- _Problem requirements_: All entries below must be written out verbatim, and the images must be dropped.

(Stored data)
══════
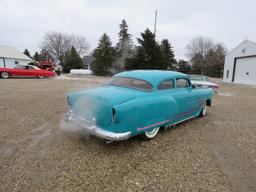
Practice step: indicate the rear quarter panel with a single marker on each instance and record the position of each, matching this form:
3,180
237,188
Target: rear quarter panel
145,113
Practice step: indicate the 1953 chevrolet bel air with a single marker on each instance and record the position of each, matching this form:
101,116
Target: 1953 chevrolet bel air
137,103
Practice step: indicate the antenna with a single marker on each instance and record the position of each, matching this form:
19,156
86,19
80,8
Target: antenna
155,22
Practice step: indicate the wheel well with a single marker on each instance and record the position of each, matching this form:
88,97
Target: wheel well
209,102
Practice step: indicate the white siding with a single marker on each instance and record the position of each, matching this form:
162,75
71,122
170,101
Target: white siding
246,70
246,48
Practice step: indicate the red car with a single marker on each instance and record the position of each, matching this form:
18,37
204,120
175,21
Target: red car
25,71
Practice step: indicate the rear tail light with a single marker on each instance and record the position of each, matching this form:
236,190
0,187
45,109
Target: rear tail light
113,114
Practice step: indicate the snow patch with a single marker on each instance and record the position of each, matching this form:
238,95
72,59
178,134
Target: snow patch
226,94
80,72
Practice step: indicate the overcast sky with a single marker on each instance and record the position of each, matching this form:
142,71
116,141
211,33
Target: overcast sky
24,22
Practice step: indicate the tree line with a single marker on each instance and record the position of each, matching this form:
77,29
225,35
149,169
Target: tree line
205,56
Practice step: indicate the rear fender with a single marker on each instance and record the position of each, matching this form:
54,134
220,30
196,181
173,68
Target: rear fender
140,115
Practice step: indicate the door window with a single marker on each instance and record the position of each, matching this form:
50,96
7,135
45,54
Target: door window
182,83
166,84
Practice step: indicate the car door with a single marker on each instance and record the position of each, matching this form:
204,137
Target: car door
185,98
19,70
34,72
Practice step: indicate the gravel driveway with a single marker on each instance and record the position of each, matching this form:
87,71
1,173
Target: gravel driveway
215,153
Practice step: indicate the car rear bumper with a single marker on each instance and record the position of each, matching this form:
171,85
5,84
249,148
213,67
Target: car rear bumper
91,128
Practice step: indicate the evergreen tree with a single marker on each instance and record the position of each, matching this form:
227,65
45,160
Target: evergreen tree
148,54
168,55
26,52
215,59
125,42
123,48
72,60
104,56
44,56
184,66
36,56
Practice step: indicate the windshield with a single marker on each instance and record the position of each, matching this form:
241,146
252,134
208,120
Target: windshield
130,83
198,78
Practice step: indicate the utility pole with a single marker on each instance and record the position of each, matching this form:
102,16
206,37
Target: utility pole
155,23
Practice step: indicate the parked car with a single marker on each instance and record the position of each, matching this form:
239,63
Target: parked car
25,71
137,102
203,82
══════
- _Result of the task_:
Practice step: indicate the rear quarter panel with a single marker on each instance and record the position of each, matching this form:
3,180
237,188
Target: rear quarter panel
145,113
Practice step: indicate the 1953 chevrolet bel air with a single marker on each instance and record the position of each, matching this form:
101,116
Target: 1953 chevrolet bel air
137,103
Practice step: indicate the antenna with a single marker on each instance and record the position of each, matching this form:
19,156
86,19
80,8
Target: antenna
155,22
Practice step: indicate the wheel well with a single marker on each instance and record the position of each, matching this form:
88,97
Target: wheel well
209,102
Practice step: indicate the white siding with a single marker on each instance and record the position of each, matching this form:
162,75
71,122
170,101
Target: white siding
246,70
246,48
Practice step: indicate the red car with a single marker on each instance and record the position of each, matching this form:
18,37
204,120
175,21
Target: red car
25,71
Practice step: indicate the rear tail light with a single marker on each instance and record the position of each, matching this form:
236,190
0,187
45,109
Target: rear tail light
113,114
Practice step: indicate the snow patch with a single marker on each instance and record the position of each, matching this form:
238,95
72,59
178,134
Target: snow patch
226,94
80,72
Practice step: indicate the overcast sky with a single marker on each instance and record the position of each, matching this form:
142,71
116,141
211,33
Target: overcast sky
24,22
Practice step: indicate the tree line with a single marker on each instance and record the position of each, matching this form:
77,29
225,35
149,169
Target: tree line
205,56
Practice step: indicate the rear fender with a single marker on each instance and record the position of each, matching this form:
54,134
220,30
196,181
173,68
Target: rear fender
140,115
Practice step: indicate the door window with a single marker on each instance and record the position of each, matching this form:
50,96
7,135
45,54
Target: door window
182,83
166,84
Practice step: indicate the car door with a single marker on each instance and record the position of each, matching this form:
204,137
Target: car door
185,98
19,70
34,72
Practice step: indicate the gravel driveway with a single marker on each instance and record the position of each, matching this form:
87,71
1,173
Target: gravel driveway
215,153
Practice step: indicate the car rear bumper with a single marker on each instance and record the position of each, matching this form:
171,85
5,84
249,148
213,67
Target: car rear bumper
91,128
Practice step: indicate the evergreen tree with a single marker on each instance and record the position of each, matching this form:
227,65
45,160
Target: evergreen tree
148,54
168,55
26,52
215,59
125,42
123,48
72,60
104,56
44,56
184,66
36,56
Practice step: indicate the windshield with a single marker on each instance and record the position of each, matching this form:
241,146
252,134
208,120
Target: windshield
130,83
198,78
Practice step: indicate the utility pole with a single marker on each instance and record the position of each, matching this form:
102,16
206,37
Target: utility pole
155,23
Practice step: indicate the parked car with a single marker on each instance and record the position of each, matching this form:
239,63
Target: parked car
25,71
137,102
203,82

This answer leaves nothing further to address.